Copy out the material below, starting at its first line and ending at the line containing "x=196 y=195", keeping every line. Shift each x and y coordinate in the answer points up by 48.

▽

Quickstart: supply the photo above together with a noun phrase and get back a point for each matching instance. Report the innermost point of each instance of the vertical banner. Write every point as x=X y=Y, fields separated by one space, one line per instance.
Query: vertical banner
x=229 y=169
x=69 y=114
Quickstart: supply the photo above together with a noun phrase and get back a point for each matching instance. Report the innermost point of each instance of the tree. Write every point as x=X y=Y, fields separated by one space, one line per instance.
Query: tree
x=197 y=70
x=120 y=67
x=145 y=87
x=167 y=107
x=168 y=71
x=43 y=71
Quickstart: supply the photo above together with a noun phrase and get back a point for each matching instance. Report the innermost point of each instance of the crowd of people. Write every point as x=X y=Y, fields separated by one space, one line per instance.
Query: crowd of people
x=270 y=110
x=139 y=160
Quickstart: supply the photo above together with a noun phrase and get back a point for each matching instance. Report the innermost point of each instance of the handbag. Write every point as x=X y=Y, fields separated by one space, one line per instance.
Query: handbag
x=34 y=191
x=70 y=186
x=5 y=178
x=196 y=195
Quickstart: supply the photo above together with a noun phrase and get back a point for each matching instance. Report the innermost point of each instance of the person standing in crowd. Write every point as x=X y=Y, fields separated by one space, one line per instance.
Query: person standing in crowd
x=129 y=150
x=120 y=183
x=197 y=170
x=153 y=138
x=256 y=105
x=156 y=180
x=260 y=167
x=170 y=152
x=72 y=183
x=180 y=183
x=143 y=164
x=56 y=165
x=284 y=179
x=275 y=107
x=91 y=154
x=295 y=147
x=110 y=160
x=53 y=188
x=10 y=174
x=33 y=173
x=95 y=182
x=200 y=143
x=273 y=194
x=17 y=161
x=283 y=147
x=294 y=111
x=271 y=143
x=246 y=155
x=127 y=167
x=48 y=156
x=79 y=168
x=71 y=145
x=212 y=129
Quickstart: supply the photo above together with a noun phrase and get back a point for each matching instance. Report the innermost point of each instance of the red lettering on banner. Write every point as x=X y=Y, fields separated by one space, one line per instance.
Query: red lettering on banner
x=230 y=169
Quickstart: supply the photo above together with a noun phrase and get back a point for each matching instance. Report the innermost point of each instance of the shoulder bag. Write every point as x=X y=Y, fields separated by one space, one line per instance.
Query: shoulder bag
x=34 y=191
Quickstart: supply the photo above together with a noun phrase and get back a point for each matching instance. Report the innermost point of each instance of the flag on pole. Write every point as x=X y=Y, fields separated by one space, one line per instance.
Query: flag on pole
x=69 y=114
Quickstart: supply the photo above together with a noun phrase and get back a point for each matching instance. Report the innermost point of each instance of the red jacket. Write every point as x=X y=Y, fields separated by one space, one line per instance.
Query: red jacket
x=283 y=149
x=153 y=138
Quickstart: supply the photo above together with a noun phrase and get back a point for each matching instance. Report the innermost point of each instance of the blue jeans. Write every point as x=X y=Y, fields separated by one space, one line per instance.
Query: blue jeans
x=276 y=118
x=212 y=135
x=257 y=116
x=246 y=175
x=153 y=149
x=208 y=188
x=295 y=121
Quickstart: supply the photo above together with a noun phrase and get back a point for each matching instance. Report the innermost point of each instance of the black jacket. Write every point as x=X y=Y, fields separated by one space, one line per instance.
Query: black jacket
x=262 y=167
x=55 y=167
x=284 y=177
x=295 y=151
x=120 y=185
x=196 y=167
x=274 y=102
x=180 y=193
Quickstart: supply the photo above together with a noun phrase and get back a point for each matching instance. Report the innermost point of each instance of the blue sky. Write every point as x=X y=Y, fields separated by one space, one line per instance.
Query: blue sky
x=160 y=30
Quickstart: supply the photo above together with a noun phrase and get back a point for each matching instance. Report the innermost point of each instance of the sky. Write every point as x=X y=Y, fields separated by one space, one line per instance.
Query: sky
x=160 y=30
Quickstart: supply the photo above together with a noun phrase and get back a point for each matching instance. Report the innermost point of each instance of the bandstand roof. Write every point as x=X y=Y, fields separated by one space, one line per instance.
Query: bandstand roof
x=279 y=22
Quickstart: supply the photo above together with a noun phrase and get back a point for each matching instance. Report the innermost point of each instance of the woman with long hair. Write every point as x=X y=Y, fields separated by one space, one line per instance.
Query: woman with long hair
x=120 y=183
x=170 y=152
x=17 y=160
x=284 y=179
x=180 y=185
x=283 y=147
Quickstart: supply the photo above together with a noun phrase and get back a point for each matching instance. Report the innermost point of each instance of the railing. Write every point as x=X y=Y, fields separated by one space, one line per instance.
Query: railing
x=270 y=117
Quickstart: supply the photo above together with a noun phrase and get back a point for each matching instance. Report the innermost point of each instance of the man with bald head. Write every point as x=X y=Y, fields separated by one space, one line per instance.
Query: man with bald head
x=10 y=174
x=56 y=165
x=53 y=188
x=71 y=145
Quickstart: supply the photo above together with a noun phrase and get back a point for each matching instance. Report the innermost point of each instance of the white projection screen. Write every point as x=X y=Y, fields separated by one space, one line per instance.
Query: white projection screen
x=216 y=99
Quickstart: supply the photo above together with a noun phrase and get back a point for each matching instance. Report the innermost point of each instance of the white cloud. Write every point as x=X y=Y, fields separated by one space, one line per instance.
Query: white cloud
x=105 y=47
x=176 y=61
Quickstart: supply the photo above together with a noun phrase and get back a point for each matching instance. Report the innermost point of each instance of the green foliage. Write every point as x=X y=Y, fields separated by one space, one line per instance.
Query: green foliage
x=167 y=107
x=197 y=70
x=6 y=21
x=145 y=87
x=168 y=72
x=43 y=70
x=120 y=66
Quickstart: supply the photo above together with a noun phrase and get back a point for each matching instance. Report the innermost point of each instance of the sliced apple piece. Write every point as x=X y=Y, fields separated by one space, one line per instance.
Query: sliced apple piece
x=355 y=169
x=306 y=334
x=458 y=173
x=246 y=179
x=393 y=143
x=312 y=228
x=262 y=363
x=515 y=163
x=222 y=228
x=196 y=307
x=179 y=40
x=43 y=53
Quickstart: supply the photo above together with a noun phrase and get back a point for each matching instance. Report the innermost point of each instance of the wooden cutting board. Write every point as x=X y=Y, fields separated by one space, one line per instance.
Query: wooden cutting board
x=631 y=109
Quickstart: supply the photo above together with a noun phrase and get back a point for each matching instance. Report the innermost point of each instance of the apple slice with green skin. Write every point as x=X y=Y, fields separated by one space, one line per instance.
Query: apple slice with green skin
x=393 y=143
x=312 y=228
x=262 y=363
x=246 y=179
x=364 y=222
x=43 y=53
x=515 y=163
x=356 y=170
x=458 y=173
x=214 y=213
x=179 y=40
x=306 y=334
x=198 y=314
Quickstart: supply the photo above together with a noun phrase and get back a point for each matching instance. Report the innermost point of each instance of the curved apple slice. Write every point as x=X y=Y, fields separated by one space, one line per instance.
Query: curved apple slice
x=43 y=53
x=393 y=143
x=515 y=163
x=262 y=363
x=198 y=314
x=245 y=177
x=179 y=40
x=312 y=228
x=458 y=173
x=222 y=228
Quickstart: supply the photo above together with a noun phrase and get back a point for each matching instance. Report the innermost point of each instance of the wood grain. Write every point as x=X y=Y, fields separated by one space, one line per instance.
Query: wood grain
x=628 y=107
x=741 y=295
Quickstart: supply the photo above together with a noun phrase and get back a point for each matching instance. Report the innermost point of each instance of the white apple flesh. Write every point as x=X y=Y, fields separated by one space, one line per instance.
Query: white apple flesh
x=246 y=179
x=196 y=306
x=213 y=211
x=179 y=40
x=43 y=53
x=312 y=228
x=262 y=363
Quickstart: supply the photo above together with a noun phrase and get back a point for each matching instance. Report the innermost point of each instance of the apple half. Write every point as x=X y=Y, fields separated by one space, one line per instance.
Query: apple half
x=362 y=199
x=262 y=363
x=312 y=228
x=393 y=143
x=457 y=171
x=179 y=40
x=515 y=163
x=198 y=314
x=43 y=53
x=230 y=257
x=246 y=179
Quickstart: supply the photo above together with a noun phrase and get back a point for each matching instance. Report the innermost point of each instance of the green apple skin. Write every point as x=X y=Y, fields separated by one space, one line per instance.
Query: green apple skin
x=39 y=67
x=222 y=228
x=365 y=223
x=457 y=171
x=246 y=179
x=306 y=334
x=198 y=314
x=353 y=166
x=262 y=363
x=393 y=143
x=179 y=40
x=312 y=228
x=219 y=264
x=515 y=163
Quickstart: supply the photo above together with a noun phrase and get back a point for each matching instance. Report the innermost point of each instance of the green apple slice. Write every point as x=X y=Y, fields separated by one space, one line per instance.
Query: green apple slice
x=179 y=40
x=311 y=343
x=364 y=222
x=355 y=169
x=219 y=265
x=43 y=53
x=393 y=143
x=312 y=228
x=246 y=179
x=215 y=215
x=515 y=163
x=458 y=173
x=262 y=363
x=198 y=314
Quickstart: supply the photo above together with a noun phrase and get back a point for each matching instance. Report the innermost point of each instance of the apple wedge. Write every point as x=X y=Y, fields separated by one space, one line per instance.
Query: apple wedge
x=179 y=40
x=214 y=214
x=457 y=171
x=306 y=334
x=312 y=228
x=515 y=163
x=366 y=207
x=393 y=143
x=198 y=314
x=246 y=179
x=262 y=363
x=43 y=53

△

[Answer below]:
Quickstart: supply the photo above together with a noun phrase and get back a point for each matching instance. Report the innermost point of each instance of the vertical banner. Write every point as x=X y=Y, fields separated by one space, one line per instance.
Query: vertical banner
x=277 y=217
x=117 y=162
Quickstart: supply the photo above together with a noun phrase and get back a point for each matching instance. Report the innermost point of each instance of the tree. Write every point as x=X y=Y, fields separated by one space, one line per instance.
Query: tree
x=245 y=118
x=168 y=115
x=193 y=135
x=215 y=155
x=216 y=119
x=91 y=119
Quickstart: supply the photo above together with a noun phrase and get back a point for each matching instance. Report the innermost point of each instance of the crowd of people. Write every point as x=X y=Y, fields separated by one space, one line per instance.
Query: crowd of people
x=318 y=158
x=187 y=208
Quickstart: supply the photo above together with a noun phrase and get back a point for each matching instance. Report the innermost point of each instance of the handbag. Write every point as x=X y=Y, fields separated by one space, one line per instance.
Query: handbag
x=82 y=239
x=118 y=234
x=53 y=226
x=244 y=243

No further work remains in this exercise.